**What to do**
Go through the material below and count the lines containing the word "Target". Give that number by itself.

**Data provided**

"""

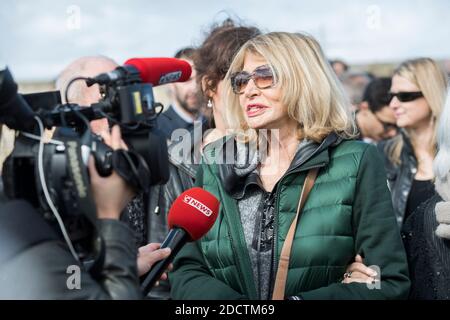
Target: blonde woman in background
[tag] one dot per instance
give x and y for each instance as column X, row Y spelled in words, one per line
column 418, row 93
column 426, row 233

"""
"""

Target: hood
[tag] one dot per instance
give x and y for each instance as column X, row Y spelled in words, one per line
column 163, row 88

"""

**Task output**
2